Goal of the exercise -
Nothing in the data should change when you return it, but leave the pictures out.

Records drawn from a dataset:

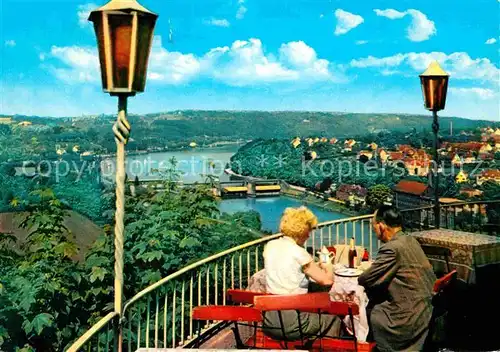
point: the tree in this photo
(41, 287)
(377, 196)
(5, 130)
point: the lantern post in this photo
(434, 82)
(124, 31)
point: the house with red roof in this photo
(488, 175)
(411, 194)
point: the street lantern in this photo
(434, 82)
(124, 31)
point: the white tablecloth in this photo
(347, 289)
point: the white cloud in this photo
(171, 67)
(242, 10)
(84, 12)
(390, 13)
(80, 64)
(218, 22)
(420, 28)
(481, 93)
(243, 63)
(459, 64)
(346, 21)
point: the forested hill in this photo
(178, 128)
(263, 124)
(267, 124)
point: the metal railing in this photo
(465, 216)
(160, 316)
(99, 337)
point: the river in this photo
(195, 163)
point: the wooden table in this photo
(469, 251)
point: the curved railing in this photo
(160, 315)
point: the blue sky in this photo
(331, 55)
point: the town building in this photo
(488, 175)
(411, 194)
(470, 192)
(5, 120)
(354, 194)
(461, 177)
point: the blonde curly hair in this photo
(297, 222)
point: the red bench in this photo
(252, 316)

Completed exercise -
point: the tree in this photo
(41, 287)
(377, 196)
(5, 130)
point: the lantern post in this photo
(434, 82)
(124, 31)
point: the house with red roof in this photo
(488, 175)
(411, 194)
point: the street lantern in this photo
(434, 82)
(124, 31)
point: the white tablecloth in this photo
(347, 289)
point: the white cloud in this photo
(171, 67)
(242, 10)
(84, 12)
(390, 13)
(80, 64)
(218, 22)
(420, 28)
(481, 93)
(243, 63)
(459, 64)
(346, 21)
point: the forested hill in this photo
(178, 128)
(263, 124)
(267, 124)
point: the metal railing in this photo
(465, 216)
(160, 316)
(99, 337)
point: the river in this photo
(195, 163)
point: the wooden table in this photo
(469, 251)
point: the curved railing in this photo
(160, 315)
point: the blue sky in this photo
(331, 55)
point: the town building in this photo
(488, 175)
(411, 194)
(470, 192)
(5, 120)
(354, 194)
(461, 177)
point: the blonde curly hair in this photo
(297, 222)
point: the red bench in this photo
(252, 316)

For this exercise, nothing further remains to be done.